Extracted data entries

——————

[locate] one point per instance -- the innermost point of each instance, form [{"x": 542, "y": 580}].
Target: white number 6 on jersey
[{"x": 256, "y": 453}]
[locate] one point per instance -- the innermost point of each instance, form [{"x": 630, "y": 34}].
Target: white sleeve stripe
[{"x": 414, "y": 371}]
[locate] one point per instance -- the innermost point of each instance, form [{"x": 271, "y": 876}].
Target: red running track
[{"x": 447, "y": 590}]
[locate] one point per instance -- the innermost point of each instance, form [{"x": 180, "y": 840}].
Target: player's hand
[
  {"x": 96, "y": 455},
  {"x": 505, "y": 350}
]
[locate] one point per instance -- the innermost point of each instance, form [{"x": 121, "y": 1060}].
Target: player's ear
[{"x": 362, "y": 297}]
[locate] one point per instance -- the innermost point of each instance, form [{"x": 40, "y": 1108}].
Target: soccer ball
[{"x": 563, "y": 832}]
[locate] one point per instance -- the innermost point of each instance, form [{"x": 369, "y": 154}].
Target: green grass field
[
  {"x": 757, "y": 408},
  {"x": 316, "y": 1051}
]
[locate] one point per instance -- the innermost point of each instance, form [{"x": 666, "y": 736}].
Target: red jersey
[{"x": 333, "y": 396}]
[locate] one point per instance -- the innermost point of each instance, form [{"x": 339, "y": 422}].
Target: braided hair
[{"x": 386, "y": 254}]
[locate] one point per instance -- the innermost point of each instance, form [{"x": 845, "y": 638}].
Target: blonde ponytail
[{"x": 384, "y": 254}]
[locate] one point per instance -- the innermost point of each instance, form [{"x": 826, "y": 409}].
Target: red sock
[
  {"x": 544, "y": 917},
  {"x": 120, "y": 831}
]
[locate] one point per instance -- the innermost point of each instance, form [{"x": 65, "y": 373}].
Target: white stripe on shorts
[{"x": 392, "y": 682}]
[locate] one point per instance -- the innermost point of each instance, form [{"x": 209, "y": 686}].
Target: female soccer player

——————

**Exercise brief:** Report each line above that contains the string "player", copying every such line in full. Case counts when matching.

**Written response:**
Target: player's hand
Target: player's ear
Target: female soccer player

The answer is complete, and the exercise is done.